▶ What is expected
Can you reproduce all of the data below line for line, without changing a single character?
**** Exercise material
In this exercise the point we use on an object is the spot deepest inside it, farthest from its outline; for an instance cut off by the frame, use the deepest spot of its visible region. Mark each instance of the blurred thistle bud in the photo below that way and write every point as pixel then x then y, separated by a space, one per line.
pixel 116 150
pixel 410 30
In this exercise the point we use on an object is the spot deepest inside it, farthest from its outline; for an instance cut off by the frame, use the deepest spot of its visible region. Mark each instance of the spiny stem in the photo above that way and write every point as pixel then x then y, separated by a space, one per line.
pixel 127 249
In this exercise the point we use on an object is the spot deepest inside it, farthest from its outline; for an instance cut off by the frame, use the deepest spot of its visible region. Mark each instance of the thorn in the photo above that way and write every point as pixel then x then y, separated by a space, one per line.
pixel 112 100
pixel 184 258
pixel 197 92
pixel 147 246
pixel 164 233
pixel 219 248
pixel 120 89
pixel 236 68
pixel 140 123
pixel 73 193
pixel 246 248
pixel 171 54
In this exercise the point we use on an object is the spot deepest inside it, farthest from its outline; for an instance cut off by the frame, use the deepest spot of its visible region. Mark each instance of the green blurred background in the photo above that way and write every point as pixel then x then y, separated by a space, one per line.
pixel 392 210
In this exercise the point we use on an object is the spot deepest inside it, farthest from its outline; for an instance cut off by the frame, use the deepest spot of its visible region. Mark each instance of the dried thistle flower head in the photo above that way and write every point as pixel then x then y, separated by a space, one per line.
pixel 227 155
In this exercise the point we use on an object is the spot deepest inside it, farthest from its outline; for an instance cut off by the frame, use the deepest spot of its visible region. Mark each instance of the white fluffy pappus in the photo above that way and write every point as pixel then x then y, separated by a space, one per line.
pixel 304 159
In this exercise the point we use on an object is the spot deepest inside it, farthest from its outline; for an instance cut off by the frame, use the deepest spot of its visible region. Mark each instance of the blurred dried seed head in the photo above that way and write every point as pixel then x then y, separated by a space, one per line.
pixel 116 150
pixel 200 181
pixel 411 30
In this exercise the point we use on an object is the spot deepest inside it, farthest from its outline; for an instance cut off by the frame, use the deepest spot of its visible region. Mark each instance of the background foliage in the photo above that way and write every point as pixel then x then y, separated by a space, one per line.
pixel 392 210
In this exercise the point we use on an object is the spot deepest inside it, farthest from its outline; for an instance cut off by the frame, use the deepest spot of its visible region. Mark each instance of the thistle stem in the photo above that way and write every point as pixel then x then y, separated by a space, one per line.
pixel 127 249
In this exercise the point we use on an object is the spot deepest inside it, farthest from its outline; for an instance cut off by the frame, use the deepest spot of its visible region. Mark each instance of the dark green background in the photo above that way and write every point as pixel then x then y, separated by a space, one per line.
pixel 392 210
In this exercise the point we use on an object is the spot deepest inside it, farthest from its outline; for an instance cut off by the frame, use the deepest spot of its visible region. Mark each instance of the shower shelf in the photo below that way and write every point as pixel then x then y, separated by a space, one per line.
********
▶ Correct result
In this exercise the point we use on an object is the spot deepest inside it, farthest from its outline; for an instance cut off by the frame, use the deepest spot of its visible region. Mark each instance of the blurred thistle bud in the photo below that way and write every point as pixel then x then y, separated by a space, one per line.
pixel 116 150
pixel 410 30
In this exercise the point we use on an object is the spot deepest inside it, farthest from its outline; for an instance cut off by the frame, use the deepest spot of its visible region. Mark each instance of the spiny stem in the photo above that way and write every point as pixel then x then y, separated by a space, one per line.
pixel 127 249
In this exercise the point we use on an object is the spot deepest inside it, farthest from its outline; for an instance cut off by the frame, use the deepest spot of its visible region. Mark each instance of the thorn in the photo above that way and write every point as pixel then x then y, separated by a space, one per line.
pixel 112 100
pixel 184 258
pixel 197 92
pixel 147 246
pixel 164 233
pixel 219 248
pixel 120 89
pixel 236 68
pixel 140 123
pixel 73 193
pixel 246 248
pixel 171 54
In this exercise the point we use on an object is the spot deepest inside it, farthest from its outline; for an instance cut off by the frame, use the deepest spot of its visible region. Mark each instance of the green blurred background in the photo above that way and write every point as pixel then x then y, separated by a space, one per line.
pixel 392 210
In this exercise the point we use on an object is the spot deepest inside it, farthest from its outline; for an instance cut off by the frame, use the deepest spot of its visible region. Mark each instance of the dried thistle flower head in the photo above that way and write every point as pixel then x then y, separated by a space, one per line.
pixel 227 155
In this exercise the point we use on an object is the spot deepest inside it, farthest from its outline; for an instance cut off by the frame, use the deepest spot of its visible region. Mark each instance of the white fluffy pappus in the photo above that way and write every point as pixel then x then y, separated by a space, one per line.
pixel 304 159
In this exercise the point we use on an object is the spot deepest inside it, farthest from its outline; for an instance cut off by the frame, use the deepest spot of its visible region. Mark each instance of the blurred dried seed head in the photo above that way and write every point as pixel then x then y, separated by a space, one per line.
pixel 116 150
pixel 200 181
pixel 411 30
In this exercise the point we use on an object is the spot deepest inside it, farthest from its outline; for an instance cut off by the frame, use the deepest spot of its visible region. Mark each instance of the background foliage in the photo above that way and write every point as pixel then x then y, separated by a space, one per line.
pixel 392 210
In this exercise the point we use on an object is the spot deepest inside it, farthest from its outline; for an instance cut off by the frame, use the deepest spot of its visible region. Mark each instance of the thistle stem in the photo above that way and write every point as pixel then x then y, separated by a space, one per line.
pixel 127 249
In this exercise the point we use on an object is the spot deepest inside it, farthest from its outline; for an instance cut off by the frame, use the deepest spot of its visible region. Mark each instance of the dark green background in the photo above that way and write every point as pixel then x then y, separated by a space, one per line.
pixel 392 210
In this exercise the point we use on an object is the spot deepest inside it, farthest from its outline; for an instance cut off by the frame, use the deepest spot of its visible region. Mark each instance of the shower shelf in the photo below that way and write every point as pixel then x then y, separated by a space, one per line.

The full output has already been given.